◆ **Referring expression grounding data**:
··········

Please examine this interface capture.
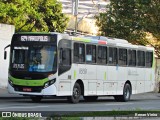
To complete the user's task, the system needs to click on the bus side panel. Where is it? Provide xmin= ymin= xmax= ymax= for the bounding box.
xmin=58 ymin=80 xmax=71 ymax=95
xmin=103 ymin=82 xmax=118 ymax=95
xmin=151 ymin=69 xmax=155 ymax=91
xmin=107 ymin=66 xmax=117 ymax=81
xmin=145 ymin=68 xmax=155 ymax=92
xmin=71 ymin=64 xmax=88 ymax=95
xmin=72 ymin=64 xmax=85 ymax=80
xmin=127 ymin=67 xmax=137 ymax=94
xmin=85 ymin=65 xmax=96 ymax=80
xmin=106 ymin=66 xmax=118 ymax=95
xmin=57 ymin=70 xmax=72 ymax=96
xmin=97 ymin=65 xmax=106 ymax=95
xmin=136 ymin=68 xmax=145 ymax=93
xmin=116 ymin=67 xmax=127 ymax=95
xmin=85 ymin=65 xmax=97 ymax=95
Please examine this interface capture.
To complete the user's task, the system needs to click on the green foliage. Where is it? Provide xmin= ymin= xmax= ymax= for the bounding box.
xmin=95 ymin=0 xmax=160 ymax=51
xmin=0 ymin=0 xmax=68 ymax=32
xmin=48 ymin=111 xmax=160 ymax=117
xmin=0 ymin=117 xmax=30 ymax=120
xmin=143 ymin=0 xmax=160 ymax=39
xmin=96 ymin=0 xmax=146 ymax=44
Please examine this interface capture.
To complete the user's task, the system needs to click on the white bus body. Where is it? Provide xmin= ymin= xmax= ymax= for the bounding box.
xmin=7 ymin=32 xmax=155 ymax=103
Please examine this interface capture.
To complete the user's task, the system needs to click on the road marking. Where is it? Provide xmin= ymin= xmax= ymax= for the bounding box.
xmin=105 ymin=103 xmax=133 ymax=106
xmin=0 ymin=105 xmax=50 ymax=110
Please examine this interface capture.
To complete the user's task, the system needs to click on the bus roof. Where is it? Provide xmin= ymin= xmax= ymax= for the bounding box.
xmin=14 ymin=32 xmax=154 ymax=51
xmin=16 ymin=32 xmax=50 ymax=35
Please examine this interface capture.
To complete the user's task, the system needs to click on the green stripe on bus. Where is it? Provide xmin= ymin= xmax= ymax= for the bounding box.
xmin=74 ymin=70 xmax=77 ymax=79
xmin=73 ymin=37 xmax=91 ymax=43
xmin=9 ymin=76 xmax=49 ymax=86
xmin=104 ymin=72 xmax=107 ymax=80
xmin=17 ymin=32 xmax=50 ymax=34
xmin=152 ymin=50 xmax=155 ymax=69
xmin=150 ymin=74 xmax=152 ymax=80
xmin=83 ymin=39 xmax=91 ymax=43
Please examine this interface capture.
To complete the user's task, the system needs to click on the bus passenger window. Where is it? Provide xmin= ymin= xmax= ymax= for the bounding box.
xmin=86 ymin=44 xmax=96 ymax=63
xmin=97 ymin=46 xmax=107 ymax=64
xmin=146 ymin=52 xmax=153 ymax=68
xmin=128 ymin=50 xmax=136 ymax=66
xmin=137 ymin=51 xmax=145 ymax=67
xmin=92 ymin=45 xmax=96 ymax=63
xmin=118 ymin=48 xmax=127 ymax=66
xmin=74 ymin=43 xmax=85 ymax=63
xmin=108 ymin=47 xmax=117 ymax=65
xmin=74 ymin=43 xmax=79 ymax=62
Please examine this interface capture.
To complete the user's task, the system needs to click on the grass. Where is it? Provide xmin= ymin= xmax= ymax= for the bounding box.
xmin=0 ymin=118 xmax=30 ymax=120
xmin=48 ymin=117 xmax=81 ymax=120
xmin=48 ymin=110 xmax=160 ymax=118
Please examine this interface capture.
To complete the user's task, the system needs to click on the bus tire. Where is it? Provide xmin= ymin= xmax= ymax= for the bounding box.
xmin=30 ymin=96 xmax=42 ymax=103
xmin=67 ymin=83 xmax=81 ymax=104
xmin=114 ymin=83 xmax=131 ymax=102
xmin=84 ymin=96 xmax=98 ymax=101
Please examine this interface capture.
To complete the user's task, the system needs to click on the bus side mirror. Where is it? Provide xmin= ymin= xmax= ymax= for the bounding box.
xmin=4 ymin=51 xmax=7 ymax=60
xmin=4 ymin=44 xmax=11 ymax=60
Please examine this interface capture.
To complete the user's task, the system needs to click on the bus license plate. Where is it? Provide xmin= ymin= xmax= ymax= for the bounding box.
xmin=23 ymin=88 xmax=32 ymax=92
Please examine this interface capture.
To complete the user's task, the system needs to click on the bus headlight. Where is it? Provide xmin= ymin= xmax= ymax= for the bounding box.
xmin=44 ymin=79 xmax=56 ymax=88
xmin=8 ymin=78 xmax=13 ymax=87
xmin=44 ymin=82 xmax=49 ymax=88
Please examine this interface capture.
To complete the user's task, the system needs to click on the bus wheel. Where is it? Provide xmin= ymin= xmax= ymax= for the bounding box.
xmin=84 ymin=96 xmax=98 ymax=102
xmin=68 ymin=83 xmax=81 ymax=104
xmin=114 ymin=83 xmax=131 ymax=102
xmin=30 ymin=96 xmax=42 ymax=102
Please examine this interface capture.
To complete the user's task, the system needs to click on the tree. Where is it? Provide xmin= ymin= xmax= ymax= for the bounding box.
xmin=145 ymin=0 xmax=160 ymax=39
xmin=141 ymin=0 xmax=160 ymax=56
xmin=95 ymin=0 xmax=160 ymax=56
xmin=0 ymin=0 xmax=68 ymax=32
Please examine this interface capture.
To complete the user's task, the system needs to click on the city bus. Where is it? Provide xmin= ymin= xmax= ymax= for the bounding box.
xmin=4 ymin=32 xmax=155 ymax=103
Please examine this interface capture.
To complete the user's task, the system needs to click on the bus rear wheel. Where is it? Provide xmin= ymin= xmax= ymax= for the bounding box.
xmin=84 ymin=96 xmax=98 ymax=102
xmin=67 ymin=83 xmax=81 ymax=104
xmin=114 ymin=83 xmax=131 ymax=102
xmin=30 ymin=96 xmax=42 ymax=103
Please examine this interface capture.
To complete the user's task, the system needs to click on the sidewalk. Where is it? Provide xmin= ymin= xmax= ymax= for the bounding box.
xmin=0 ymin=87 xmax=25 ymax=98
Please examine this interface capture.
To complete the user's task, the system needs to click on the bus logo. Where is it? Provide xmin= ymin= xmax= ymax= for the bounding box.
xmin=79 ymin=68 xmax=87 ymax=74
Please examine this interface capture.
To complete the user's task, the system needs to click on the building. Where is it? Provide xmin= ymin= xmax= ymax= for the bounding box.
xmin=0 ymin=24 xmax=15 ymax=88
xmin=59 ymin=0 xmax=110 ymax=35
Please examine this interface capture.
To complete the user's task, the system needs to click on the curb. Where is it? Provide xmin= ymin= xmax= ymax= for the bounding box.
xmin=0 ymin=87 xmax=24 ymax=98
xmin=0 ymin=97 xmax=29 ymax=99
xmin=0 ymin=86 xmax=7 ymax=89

··········

◆ **What this task involves**: Each entry shown above must be quoted exactly, with its pictures left out.

◆ **Answer to this problem**:
Please examine this interface capture.
To complete the user's task, the system needs to click on the bus side panel. Where is it? Provide xmin= ymin= xmax= ymax= for the bounding box.
xmin=58 ymin=80 xmax=71 ymax=95
xmin=103 ymin=82 xmax=118 ymax=95
xmin=151 ymin=69 xmax=155 ymax=91
xmin=107 ymin=66 xmax=117 ymax=81
xmin=145 ymin=68 xmax=155 ymax=92
xmin=71 ymin=64 xmax=88 ymax=95
xmin=72 ymin=64 xmax=85 ymax=80
xmin=127 ymin=67 xmax=137 ymax=94
xmin=85 ymin=65 xmax=96 ymax=80
xmin=106 ymin=66 xmax=118 ymax=95
xmin=57 ymin=70 xmax=72 ymax=96
xmin=97 ymin=65 xmax=106 ymax=95
xmin=136 ymin=68 xmax=145 ymax=93
xmin=116 ymin=67 xmax=127 ymax=95
xmin=85 ymin=65 xmax=97 ymax=95
Please examine this interface capture.
To complete the user's task, the system needs to click on the green foliage. Where is it? Provide xmin= ymin= xmax= ymax= for the bounding box.
xmin=95 ymin=0 xmax=160 ymax=51
xmin=0 ymin=0 xmax=68 ymax=32
xmin=48 ymin=111 xmax=160 ymax=117
xmin=0 ymin=117 xmax=30 ymax=120
xmin=143 ymin=0 xmax=160 ymax=39
xmin=96 ymin=0 xmax=146 ymax=44
Please examine this interface capture.
To complete the user's task, the system needs to click on the white bus body. Where is it? Provide xmin= ymin= xmax= ymax= for the bounding box.
xmin=7 ymin=32 xmax=155 ymax=103
Please examine this interface capture.
To complete the user's task, the system needs to click on the road marking. Where is it? Provide xmin= ymin= xmax= ymax= for the bounding box.
xmin=105 ymin=103 xmax=133 ymax=106
xmin=0 ymin=105 xmax=50 ymax=110
Please examine this interface capture.
To complete the user's task, the system needs to click on the bus roof. Where is it? Provide xmin= ymin= xmax= ymax= for the bounding box.
xmin=14 ymin=32 xmax=154 ymax=51
xmin=16 ymin=32 xmax=50 ymax=35
Please examine this interface capture.
To complete the user's task, the system needs to click on the green stripe on bus. Where is it? Provide xmin= ymin= xmax= ymax= for the bounding box.
xmin=74 ymin=70 xmax=77 ymax=79
xmin=73 ymin=37 xmax=91 ymax=43
xmin=9 ymin=76 xmax=49 ymax=86
xmin=104 ymin=72 xmax=107 ymax=80
xmin=17 ymin=32 xmax=50 ymax=34
xmin=152 ymin=50 xmax=155 ymax=69
xmin=150 ymin=74 xmax=152 ymax=80
xmin=83 ymin=39 xmax=91 ymax=43
Please examine this interface capture.
To complete the user's task, the system needs to click on the bus passenger window. Where is it? Provide xmin= ymin= xmax= ymax= for the bounding box.
xmin=86 ymin=44 xmax=96 ymax=63
xmin=97 ymin=46 xmax=107 ymax=64
xmin=146 ymin=52 xmax=153 ymax=68
xmin=128 ymin=50 xmax=136 ymax=66
xmin=137 ymin=51 xmax=145 ymax=67
xmin=92 ymin=45 xmax=96 ymax=63
xmin=118 ymin=48 xmax=127 ymax=66
xmin=74 ymin=43 xmax=85 ymax=63
xmin=108 ymin=47 xmax=117 ymax=65
xmin=74 ymin=43 xmax=79 ymax=62
Please examine this interface capture.
To complete the user's task, the system needs to click on the grass. Where is it? Provide xmin= ymin= xmax= ymax= for the bounding box.
xmin=0 ymin=118 xmax=30 ymax=120
xmin=48 ymin=117 xmax=81 ymax=120
xmin=48 ymin=110 xmax=160 ymax=118
Please examine this interface capture.
To complete the user's task, the system needs to click on the bus tire. Where is it? Provide xmin= ymin= xmax= ymax= for the bounding box.
xmin=30 ymin=96 xmax=42 ymax=103
xmin=67 ymin=83 xmax=81 ymax=104
xmin=114 ymin=83 xmax=131 ymax=102
xmin=84 ymin=96 xmax=98 ymax=101
Please examine this interface capture.
To complete the user's task, the system needs to click on the bus side mirror. Where is it? Provide xmin= ymin= xmax= ymax= for the bounding box.
xmin=4 ymin=51 xmax=7 ymax=60
xmin=4 ymin=44 xmax=11 ymax=60
Please examine this interface capture.
To complete the user's task, the system needs to click on the bus license plate. Where is it? Provide xmin= ymin= xmax= ymax= for the bounding box.
xmin=23 ymin=88 xmax=32 ymax=92
Please examine this interface capture.
To complete the user's task, the system needs to click on the bus headlight. Where is it? Provide xmin= ymin= xmax= ymax= for the bounding box.
xmin=44 ymin=79 xmax=56 ymax=88
xmin=8 ymin=78 xmax=13 ymax=87
xmin=44 ymin=82 xmax=49 ymax=88
Please examine this interface capture.
To complete the user's task, the system needs to click on the bus wheel. Where is it? Provide xmin= ymin= xmax= ymax= for the bounding box.
xmin=84 ymin=96 xmax=98 ymax=102
xmin=68 ymin=83 xmax=81 ymax=104
xmin=114 ymin=83 xmax=131 ymax=102
xmin=30 ymin=96 xmax=42 ymax=102
Please examine this interface capture.
To complete the user's task, the system needs to click on the tree. Where is it? Provide xmin= ymin= xmax= ymax= for the bounding box.
xmin=145 ymin=0 xmax=160 ymax=39
xmin=141 ymin=0 xmax=160 ymax=56
xmin=95 ymin=0 xmax=160 ymax=56
xmin=0 ymin=0 xmax=68 ymax=32
Please examine this interface capture.
To complete the user's task, the system needs to click on the city bus. Where is it? Provide xmin= ymin= xmax= ymax= for the bounding box.
xmin=4 ymin=32 xmax=155 ymax=103
Please examine this interface capture.
To complete the user's task, the system needs to click on the bus rear wheel. Where is it? Provide xmin= ymin= xmax= ymax= for the bounding box.
xmin=84 ymin=96 xmax=98 ymax=102
xmin=67 ymin=83 xmax=81 ymax=104
xmin=114 ymin=83 xmax=131 ymax=102
xmin=30 ymin=96 xmax=42 ymax=103
Please examine this interface capture.
To complete the user's task, the system needs to click on the sidewalk. Where is it? Provide xmin= ymin= xmax= ymax= for the bounding box.
xmin=0 ymin=87 xmax=25 ymax=98
Please examine this interface capture.
To complete the user's task, the system needs to click on the bus logo. Where is it? Provide xmin= ymin= xmax= ymax= for the bounding box.
xmin=79 ymin=68 xmax=87 ymax=74
Please examine this interface capture.
To complete the user's task, the system needs to click on the building. Where is it? Provide xmin= ymin= xmax= ymax= for the bounding box.
xmin=0 ymin=24 xmax=15 ymax=88
xmin=59 ymin=0 xmax=110 ymax=35
Please examine this interface capture.
To complete the user's task, the system needs to click on the curb. Where is it? Provide xmin= ymin= xmax= ymax= for the bounding box.
xmin=0 ymin=87 xmax=24 ymax=98
xmin=0 ymin=97 xmax=29 ymax=99
xmin=0 ymin=86 xmax=7 ymax=89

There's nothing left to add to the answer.